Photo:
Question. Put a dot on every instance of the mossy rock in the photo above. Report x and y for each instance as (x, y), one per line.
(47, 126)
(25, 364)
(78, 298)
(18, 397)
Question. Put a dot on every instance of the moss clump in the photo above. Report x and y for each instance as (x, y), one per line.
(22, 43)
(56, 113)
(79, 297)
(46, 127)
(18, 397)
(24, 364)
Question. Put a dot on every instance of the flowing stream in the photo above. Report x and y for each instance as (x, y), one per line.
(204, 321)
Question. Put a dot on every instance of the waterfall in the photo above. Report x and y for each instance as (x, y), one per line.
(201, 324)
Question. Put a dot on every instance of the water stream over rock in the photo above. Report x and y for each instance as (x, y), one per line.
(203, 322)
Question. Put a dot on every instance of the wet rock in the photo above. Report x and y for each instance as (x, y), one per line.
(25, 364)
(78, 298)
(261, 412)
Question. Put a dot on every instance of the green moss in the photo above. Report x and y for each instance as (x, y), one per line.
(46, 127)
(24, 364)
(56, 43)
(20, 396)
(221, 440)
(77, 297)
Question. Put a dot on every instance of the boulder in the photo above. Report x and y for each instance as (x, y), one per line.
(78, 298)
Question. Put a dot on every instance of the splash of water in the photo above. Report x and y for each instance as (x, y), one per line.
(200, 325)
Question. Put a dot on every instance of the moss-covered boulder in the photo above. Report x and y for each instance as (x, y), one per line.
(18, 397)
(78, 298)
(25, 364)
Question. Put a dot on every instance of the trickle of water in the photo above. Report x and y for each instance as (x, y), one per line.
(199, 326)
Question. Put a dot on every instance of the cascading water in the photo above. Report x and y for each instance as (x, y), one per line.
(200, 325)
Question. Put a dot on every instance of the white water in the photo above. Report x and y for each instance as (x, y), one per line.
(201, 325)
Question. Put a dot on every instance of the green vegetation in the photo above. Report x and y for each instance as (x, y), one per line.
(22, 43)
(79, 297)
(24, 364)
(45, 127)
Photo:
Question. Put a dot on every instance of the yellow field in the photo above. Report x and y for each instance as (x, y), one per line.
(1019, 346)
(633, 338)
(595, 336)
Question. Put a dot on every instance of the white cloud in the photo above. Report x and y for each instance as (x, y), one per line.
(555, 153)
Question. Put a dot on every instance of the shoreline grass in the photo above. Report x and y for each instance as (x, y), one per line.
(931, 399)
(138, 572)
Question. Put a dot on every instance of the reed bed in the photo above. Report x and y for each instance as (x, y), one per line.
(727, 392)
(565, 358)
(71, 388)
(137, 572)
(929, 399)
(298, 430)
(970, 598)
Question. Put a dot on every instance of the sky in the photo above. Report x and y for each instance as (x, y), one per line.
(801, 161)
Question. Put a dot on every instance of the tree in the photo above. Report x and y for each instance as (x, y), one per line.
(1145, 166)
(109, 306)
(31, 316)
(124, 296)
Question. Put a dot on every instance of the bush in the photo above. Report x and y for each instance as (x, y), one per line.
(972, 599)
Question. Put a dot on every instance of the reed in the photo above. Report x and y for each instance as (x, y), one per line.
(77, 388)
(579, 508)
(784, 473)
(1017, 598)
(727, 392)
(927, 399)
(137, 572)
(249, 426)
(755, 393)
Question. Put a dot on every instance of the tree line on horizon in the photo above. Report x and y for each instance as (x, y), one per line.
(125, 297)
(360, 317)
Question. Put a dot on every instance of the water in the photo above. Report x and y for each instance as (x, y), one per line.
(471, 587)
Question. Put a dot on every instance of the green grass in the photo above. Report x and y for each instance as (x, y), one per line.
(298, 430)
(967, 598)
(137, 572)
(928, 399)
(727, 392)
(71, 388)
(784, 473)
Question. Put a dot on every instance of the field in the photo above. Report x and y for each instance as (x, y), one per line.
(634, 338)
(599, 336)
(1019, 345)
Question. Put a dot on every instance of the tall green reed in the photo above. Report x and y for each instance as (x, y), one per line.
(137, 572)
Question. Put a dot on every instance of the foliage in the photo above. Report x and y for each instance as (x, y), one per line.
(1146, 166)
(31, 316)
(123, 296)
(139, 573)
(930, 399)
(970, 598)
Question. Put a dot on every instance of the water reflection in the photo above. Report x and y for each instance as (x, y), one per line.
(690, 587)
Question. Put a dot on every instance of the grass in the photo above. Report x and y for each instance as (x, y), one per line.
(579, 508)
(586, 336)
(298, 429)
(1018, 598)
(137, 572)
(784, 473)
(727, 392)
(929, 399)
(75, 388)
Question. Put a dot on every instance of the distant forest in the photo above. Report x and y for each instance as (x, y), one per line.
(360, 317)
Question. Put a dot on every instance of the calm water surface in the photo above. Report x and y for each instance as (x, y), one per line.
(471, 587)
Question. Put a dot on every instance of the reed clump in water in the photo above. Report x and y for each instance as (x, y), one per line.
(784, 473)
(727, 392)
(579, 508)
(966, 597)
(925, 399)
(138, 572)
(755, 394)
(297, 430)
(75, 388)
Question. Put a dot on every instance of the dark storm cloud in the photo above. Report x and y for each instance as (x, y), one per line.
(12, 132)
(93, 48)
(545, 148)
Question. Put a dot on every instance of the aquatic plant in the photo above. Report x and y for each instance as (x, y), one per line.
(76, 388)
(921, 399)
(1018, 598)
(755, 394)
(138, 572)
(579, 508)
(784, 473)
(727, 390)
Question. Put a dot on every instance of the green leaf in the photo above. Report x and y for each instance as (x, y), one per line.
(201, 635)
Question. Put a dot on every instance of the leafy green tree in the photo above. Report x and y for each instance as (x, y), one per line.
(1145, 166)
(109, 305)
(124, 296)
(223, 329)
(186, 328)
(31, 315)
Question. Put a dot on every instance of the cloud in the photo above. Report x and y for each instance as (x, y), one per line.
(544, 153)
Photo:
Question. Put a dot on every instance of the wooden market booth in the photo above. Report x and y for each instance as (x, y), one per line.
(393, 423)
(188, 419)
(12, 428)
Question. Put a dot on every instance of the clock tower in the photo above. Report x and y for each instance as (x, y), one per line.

####

• [Your objective]:
Write every line of the material above again, exactly.

• [Output of the task]:
Photo:
Question. Put a dot on every instance of the mossy rock in the photo above. Report x and y for each instance as (x, y), one per line.
(47, 126)
(25, 364)
(78, 298)
(18, 397)
Question. Put a dot on every instance of the moss clump in the photo above. Report x and y for each instance as (x, y), one per line.
(22, 43)
(56, 113)
(79, 297)
(46, 127)
(18, 397)
(24, 364)
Question. Put a dot on every instance of the flowing stream in the photo above. Report x and y for each instance as (x, y), one per line.
(204, 321)
Question. Put a dot on every instance of the waterfall in the photo above. Report x and y for each instance as (x, y), one per line.
(201, 324)
Question. Put a dot on every instance of the water stream over rock in the photo above. Report x and y for each instance as (x, y), one per line.
(203, 322)
Question. Put a dot on every instance of the wet rock in the photo above. Report x and y for each instance as (x, y), one per line.
(25, 364)
(78, 298)
(261, 412)
Question. Put a dot on every instance of the green moss in the photo above. Report x and y for each instance as (x, y), one per line.
(46, 127)
(24, 364)
(56, 43)
(20, 396)
(221, 440)
(77, 297)
Question. Put a dot on every instance of the boulder in the photo above. Report x and y for each instance as (x, y), one per line.
(78, 298)
Question. Put a dot on every instance of the splash of water in the photo above. Report x and y for each instance as (x, y), one per line.
(200, 325)
Question. Put a dot on every instance of the moss-covered boulder in the photo above. Report x and y for each instance as (x, y), one per line.
(18, 397)
(78, 298)
(25, 364)
Question. Put a dot on every instance of the trickle of water in the photo above. Report x and y for each instance as (x, y), one per line.
(199, 326)
Question. Put a dot on every instance of the cascading water in the photo above. Report x and y for each instance as (x, y), one per line.
(200, 325)
Question. Put a dot on every instance of the white water in the photo above. Report x and y for each instance as (x, y), one per line.
(201, 325)
Question. Put a dot on every instance of the green vegetation in the photo above. Report x and y for each instance as (x, y), one per line.
(22, 43)
(79, 297)
(24, 364)
(45, 127)
Photo:
Question. Put a dot on every instance of the yellow field in the photo above. Report x and y for each instance as (x, y), one per line.
(1019, 346)
(633, 338)
(595, 336)
Question. Put a dot on every instance of the white cloud in the photo above. Report x and y for each instance as (x, y), one per line.
(555, 153)
Question. Put a dot on every instance of the shoreline grass in the photo above. Report x and y for each instance as (x, y), one per line.
(931, 399)
(138, 572)
Question. Put a dot on every instance of the reed bed in the photo above. Report x and y for each instance as (x, y), one per line.
(727, 392)
(565, 358)
(71, 388)
(137, 572)
(929, 399)
(298, 430)
(970, 598)
Question. Put a dot on every instance of the sky in the photo above. Report x and y for each instance as (x, y), one per line.
(801, 161)
Question. Put a dot on every instance of the tree in the photo above. Report x and y for each instance as (x, y), one per line.
(1145, 166)
(109, 306)
(31, 316)
(124, 296)
Question. Put a dot on every instance of the bush in the photo above. Report x and y for each instance as (x, y), one per line.
(972, 599)
Question. Put a dot on every instance of the reed in the photo above. Report x and y for each instance as (x, y), one per line.
(77, 388)
(579, 508)
(784, 473)
(1017, 598)
(727, 392)
(927, 399)
(137, 572)
(249, 426)
(755, 393)
Question. Put a dot on every instance of the tree line on horizon in the photo above. Report x and y for each instance as (x, y), one per line.
(125, 297)
(360, 317)
Question. Put a dot on every instance of the water in the photo above. Report x and y for each instance as (x, y), one per line.
(471, 587)
Question. Put a dot on every instance of the green grass in the photo above. Report x and y for each instance as (x, y), one per line.
(298, 430)
(967, 598)
(137, 572)
(928, 399)
(727, 392)
(71, 388)
(784, 473)
Question. Put a dot on every instance of the field in the photo above. Report x and y for each instance as (x, y), one per line.
(634, 338)
(599, 336)
(1019, 345)
Question. Put a dot on every instance of the tall green reed in the photo above. Report x and y for each instance as (x, y), one per line.
(137, 572)
Question. Put a dot on every instance of the foliage in the photo above. Report x and y for each instance as (x, y), one per line.
(1146, 166)
(31, 316)
(123, 296)
(139, 573)
(930, 399)
(970, 598)
Question. Put a dot on every instance of the water reflection in the photo above. Report x and y for each instance as (x, y), one per line.
(690, 587)
Question. Put a dot on every instance of the grass in the photo above. Report x and y for each instance as (x, y), one per line.
(579, 508)
(586, 336)
(298, 429)
(1018, 598)
(137, 572)
(784, 473)
(727, 392)
(929, 399)
(75, 388)
Question. Put a dot on every instance of the distant forest in the photo above. Report x and y for each instance as (x, y), one per line.
(360, 317)
Question. Put a dot on every instance of the calm water surface in the photo above. Report x and y for each instance as (x, y), one per line.
(471, 587)
Question. Put a dot on every instance of the reed clump in water in the photo above. Report x and y for each instance as (x, y), one per line.
(784, 473)
(727, 392)
(579, 508)
(966, 597)
(925, 399)
(138, 572)
(755, 394)
(297, 430)
(75, 388)
Question. Put a dot on every instance of the dark storm cloud in the photo above. Report x and y for each instance as (x, y), one per line.
(12, 132)
(93, 48)
(545, 148)
Question. Put a dot on every instance of the aquatic plant in the photo above. Report x and y for each instance as (x, y), one per line.
(76, 388)
(921, 399)
(1018, 598)
(755, 394)
(138, 572)
(579, 508)
(784, 473)
(727, 390)
Question. Put a dot on every instance of the green leaf in the photo above. Report x and y for each instance as (x, y), one per line.
(201, 635)
Question. Put a dot on every instance of the leafy green tree in the photo above. Report x and y for each instance as (x, y), one per line.
(1145, 166)
(109, 305)
(124, 296)
(223, 329)
(186, 328)
(31, 315)
Question. Put a dot on every instance of the cloud in the photo above. Report x and y for each instance as (x, y), one per line.
(544, 153)
Photo:
Question. Put a dot on every instance of the wooden market booth in the photo above. Report x and y for each instance as (x, y), one per line.
(393, 423)
(188, 419)
(12, 428)
Question. Put a dot on every instance of the clock tower in the photo above. Report x and y for each instance as (x, y), one per line.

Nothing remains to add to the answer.